## EXERCISE GOAL:
Every entry should be transcribed word for word, so that nothing is missing.

[Source data]

- - -

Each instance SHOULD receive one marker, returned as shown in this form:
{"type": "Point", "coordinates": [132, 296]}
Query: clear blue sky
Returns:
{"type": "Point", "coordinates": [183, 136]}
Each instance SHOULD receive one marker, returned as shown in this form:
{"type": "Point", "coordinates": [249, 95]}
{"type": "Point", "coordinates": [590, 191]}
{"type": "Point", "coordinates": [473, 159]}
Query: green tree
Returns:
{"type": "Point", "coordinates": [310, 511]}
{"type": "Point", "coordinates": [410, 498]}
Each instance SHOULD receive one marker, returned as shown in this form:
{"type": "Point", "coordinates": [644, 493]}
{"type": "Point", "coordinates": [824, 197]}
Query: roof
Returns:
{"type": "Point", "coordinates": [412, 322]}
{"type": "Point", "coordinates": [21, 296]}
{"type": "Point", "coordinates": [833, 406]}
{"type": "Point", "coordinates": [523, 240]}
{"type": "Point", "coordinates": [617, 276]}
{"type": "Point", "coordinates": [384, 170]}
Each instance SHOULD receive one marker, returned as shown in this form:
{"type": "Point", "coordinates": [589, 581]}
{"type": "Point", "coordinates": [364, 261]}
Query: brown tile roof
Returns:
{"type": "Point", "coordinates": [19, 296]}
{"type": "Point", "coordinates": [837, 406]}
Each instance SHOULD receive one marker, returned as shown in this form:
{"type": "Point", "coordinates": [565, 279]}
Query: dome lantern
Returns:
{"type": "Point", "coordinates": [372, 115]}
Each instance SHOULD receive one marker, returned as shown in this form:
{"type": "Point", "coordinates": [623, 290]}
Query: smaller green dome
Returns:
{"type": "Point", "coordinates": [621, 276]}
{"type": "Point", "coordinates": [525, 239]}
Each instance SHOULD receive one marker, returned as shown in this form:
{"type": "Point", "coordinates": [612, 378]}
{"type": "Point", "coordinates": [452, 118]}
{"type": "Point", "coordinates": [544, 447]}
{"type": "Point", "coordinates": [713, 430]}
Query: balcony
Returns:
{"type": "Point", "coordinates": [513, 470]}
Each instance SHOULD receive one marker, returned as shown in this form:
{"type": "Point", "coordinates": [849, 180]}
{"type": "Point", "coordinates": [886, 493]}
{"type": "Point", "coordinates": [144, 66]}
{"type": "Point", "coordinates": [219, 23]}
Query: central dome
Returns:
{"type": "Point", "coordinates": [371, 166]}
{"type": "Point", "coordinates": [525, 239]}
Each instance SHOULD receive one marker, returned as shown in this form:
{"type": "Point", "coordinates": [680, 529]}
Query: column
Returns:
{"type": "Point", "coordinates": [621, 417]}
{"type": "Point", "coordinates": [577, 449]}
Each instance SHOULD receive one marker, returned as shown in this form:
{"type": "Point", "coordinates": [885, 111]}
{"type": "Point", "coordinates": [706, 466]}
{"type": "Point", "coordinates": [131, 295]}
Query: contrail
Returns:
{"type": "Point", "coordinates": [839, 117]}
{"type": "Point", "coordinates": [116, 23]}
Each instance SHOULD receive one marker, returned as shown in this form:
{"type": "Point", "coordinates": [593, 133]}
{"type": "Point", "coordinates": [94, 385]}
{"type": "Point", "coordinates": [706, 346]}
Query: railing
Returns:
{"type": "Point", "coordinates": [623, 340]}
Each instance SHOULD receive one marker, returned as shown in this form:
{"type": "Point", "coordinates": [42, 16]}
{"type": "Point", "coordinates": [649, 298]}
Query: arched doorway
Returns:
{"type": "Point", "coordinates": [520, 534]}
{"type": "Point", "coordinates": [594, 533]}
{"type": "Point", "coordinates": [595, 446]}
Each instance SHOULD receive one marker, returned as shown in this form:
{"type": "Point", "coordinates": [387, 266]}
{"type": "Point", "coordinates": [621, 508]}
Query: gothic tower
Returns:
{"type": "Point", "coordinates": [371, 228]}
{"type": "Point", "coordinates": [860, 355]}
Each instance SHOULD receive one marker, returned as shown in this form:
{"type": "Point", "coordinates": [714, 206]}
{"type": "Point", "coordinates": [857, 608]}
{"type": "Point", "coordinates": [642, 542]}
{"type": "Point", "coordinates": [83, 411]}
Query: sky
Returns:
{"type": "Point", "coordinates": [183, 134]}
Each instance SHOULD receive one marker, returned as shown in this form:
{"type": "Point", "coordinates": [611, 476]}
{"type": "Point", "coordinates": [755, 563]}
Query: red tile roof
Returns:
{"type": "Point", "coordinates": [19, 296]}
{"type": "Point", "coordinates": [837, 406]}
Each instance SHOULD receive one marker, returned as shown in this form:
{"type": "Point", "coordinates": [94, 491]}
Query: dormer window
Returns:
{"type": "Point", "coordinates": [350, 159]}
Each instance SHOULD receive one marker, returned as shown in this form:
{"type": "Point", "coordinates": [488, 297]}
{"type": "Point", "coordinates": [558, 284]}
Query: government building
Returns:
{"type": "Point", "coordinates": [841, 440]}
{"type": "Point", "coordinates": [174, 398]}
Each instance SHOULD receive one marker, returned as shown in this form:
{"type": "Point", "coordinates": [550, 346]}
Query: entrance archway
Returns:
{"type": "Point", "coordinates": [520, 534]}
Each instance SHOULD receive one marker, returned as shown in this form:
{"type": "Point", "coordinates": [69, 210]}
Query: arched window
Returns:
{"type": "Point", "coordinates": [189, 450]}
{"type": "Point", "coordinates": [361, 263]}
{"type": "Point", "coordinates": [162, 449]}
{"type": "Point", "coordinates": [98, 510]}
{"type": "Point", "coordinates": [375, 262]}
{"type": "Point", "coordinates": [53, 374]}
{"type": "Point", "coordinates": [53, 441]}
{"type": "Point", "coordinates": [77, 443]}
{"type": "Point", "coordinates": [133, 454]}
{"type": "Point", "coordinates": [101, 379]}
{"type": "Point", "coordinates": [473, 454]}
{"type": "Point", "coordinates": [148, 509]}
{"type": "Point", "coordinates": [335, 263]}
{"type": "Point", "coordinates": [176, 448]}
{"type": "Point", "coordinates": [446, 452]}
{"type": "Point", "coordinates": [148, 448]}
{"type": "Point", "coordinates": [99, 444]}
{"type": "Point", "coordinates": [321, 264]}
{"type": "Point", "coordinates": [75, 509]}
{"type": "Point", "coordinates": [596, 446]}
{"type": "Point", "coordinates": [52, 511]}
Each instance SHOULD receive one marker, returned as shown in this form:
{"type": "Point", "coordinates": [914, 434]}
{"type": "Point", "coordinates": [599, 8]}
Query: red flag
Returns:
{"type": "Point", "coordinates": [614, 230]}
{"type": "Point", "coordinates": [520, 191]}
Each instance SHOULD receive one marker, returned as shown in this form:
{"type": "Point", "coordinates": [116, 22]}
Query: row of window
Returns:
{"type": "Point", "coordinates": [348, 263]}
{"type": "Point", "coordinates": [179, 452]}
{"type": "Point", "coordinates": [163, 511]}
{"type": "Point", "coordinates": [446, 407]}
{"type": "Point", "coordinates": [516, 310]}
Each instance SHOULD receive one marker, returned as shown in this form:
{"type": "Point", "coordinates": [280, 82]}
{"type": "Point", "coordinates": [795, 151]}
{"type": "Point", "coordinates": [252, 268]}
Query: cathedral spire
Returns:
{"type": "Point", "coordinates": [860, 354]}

- - -

## EXERCISE RESPONSE:
Each instance SHOULD receive one marker, returned as shown in this form:
{"type": "Point", "coordinates": [132, 296]}
Query: clear blue sky
Returns:
{"type": "Point", "coordinates": [183, 136]}
Each instance SHOULD receive one marker, returned as shown in this form:
{"type": "Point", "coordinates": [249, 95]}
{"type": "Point", "coordinates": [590, 191]}
{"type": "Point", "coordinates": [473, 159]}
Query: green tree
Returns:
{"type": "Point", "coordinates": [310, 511]}
{"type": "Point", "coordinates": [410, 498]}
Each instance SHOULD receive one marker, returned as shown in this form:
{"type": "Point", "coordinates": [644, 493]}
{"type": "Point", "coordinates": [824, 197]}
Query: roof
Returns:
{"type": "Point", "coordinates": [412, 322]}
{"type": "Point", "coordinates": [21, 296]}
{"type": "Point", "coordinates": [833, 406]}
{"type": "Point", "coordinates": [523, 240]}
{"type": "Point", "coordinates": [617, 276]}
{"type": "Point", "coordinates": [384, 170]}
Each instance SHOULD receive one marker, returned as shown in this form:
{"type": "Point", "coordinates": [589, 581]}
{"type": "Point", "coordinates": [364, 261]}
Query: brown tile roof
Returns:
{"type": "Point", "coordinates": [19, 296]}
{"type": "Point", "coordinates": [837, 406]}
Each instance SHOULD receive one marker, returned as shown in this form:
{"type": "Point", "coordinates": [565, 279]}
Query: dome lantern
Returns:
{"type": "Point", "coordinates": [372, 115]}
Each instance SHOULD receive one marker, returned as shown in this form:
{"type": "Point", "coordinates": [623, 290]}
Query: smaller green dome
Returns:
{"type": "Point", "coordinates": [621, 276]}
{"type": "Point", "coordinates": [525, 239]}
Each instance SHOULD receive one marker, returned as shown in this form:
{"type": "Point", "coordinates": [612, 378]}
{"type": "Point", "coordinates": [452, 118]}
{"type": "Point", "coordinates": [544, 447]}
{"type": "Point", "coordinates": [713, 430]}
Query: balcony
Returns:
{"type": "Point", "coordinates": [513, 470]}
Each instance SHOULD receive one marker, returned as shown in this form:
{"type": "Point", "coordinates": [849, 180]}
{"type": "Point", "coordinates": [886, 493]}
{"type": "Point", "coordinates": [144, 66]}
{"type": "Point", "coordinates": [219, 23]}
Query: central dome
Returns:
{"type": "Point", "coordinates": [371, 166]}
{"type": "Point", "coordinates": [525, 239]}
Each instance SHOULD receive one marker, returned as shown in this form:
{"type": "Point", "coordinates": [680, 529]}
Query: column
Returns:
{"type": "Point", "coordinates": [621, 417]}
{"type": "Point", "coordinates": [577, 449]}
Each instance SHOULD receive one marker, returned as shown in this form:
{"type": "Point", "coordinates": [885, 111]}
{"type": "Point", "coordinates": [706, 466]}
{"type": "Point", "coordinates": [131, 295]}
Query: contrail
Returns:
{"type": "Point", "coordinates": [839, 117]}
{"type": "Point", "coordinates": [116, 23]}
Each instance SHOULD receive one marker, returned as shown in this form:
{"type": "Point", "coordinates": [593, 133]}
{"type": "Point", "coordinates": [94, 385]}
{"type": "Point", "coordinates": [706, 346]}
Query: railing
Returns:
{"type": "Point", "coordinates": [623, 340]}
Each instance SHOULD receive one marker, returned as shown in this form:
{"type": "Point", "coordinates": [42, 16]}
{"type": "Point", "coordinates": [649, 298]}
Query: arched doorway
Returns:
{"type": "Point", "coordinates": [520, 534]}
{"type": "Point", "coordinates": [594, 533]}
{"type": "Point", "coordinates": [595, 446]}
Each instance SHOULD receive one marker, returned as shown in this form:
{"type": "Point", "coordinates": [387, 266]}
{"type": "Point", "coordinates": [621, 508]}
Query: gothic tower
Returns:
{"type": "Point", "coordinates": [371, 228]}
{"type": "Point", "coordinates": [860, 355]}
Each instance SHOULD receive one marker, returned as shown in this form:
{"type": "Point", "coordinates": [714, 206]}
{"type": "Point", "coordinates": [857, 608]}
{"type": "Point", "coordinates": [642, 542]}
{"type": "Point", "coordinates": [83, 411]}
Query: sky
Returns:
{"type": "Point", "coordinates": [183, 134]}
Each instance SHOULD receive one marker, returned as shown in this form:
{"type": "Point", "coordinates": [611, 476]}
{"type": "Point", "coordinates": [755, 563]}
Query: red tile roof
Returns:
{"type": "Point", "coordinates": [19, 296]}
{"type": "Point", "coordinates": [837, 406]}
Each instance SHOULD receive one marker, returned as shown in this form:
{"type": "Point", "coordinates": [94, 491]}
Query: dormer window
Returns:
{"type": "Point", "coordinates": [350, 159]}
Each instance SHOULD receive one marker, returned as shown in this form:
{"type": "Point", "coordinates": [488, 297]}
{"type": "Point", "coordinates": [558, 284]}
Query: government building
Returns:
{"type": "Point", "coordinates": [841, 440]}
{"type": "Point", "coordinates": [174, 398]}
Each instance SHOULD receive one marker, returned as shown in this form:
{"type": "Point", "coordinates": [550, 346]}
Query: entrance archway
Returns:
{"type": "Point", "coordinates": [520, 534]}
Each instance SHOULD receive one marker, returned as shown in this form:
{"type": "Point", "coordinates": [69, 210]}
Query: arched window
Returns:
{"type": "Point", "coordinates": [189, 450]}
{"type": "Point", "coordinates": [361, 263]}
{"type": "Point", "coordinates": [162, 449]}
{"type": "Point", "coordinates": [98, 510]}
{"type": "Point", "coordinates": [375, 262]}
{"type": "Point", "coordinates": [53, 374]}
{"type": "Point", "coordinates": [53, 441]}
{"type": "Point", "coordinates": [77, 443]}
{"type": "Point", "coordinates": [133, 454]}
{"type": "Point", "coordinates": [101, 379]}
{"type": "Point", "coordinates": [473, 454]}
{"type": "Point", "coordinates": [148, 509]}
{"type": "Point", "coordinates": [335, 263]}
{"type": "Point", "coordinates": [176, 448]}
{"type": "Point", "coordinates": [446, 452]}
{"type": "Point", "coordinates": [148, 448]}
{"type": "Point", "coordinates": [99, 444]}
{"type": "Point", "coordinates": [321, 264]}
{"type": "Point", "coordinates": [75, 509]}
{"type": "Point", "coordinates": [596, 446]}
{"type": "Point", "coordinates": [52, 511]}
Each instance SHOULD receive one marker, returned as shown in this form:
{"type": "Point", "coordinates": [914, 434]}
{"type": "Point", "coordinates": [599, 8]}
Query: red flag
Returns:
{"type": "Point", "coordinates": [614, 230]}
{"type": "Point", "coordinates": [520, 191]}
Each instance SHOULD receive one marker, returned as shown in this form:
{"type": "Point", "coordinates": [116, 22]}
Query: row of window
Returns:
{"type": "Point", "coordinates": [348, 263]}
{"type": "Point", "coordinates": [179, 452]}
{"type": "Point", "coordinates": [163, 511]}
{"type": "Point", "coordinates": [446, 407]}
{"type": "Point", "coordinates": [516, 310]}
Each instance SHOULD receive one marker, returned as shown in this form:
{"type": "Point", "coordinates": [280, 82]}
{"type": "Point", "coordinates": [795, 151]}
{"type": "Point", "coordinates": [252, 268]}
Query: cathedral spire
Returns:
{"type": "Point", "coordinates": [860, 354]}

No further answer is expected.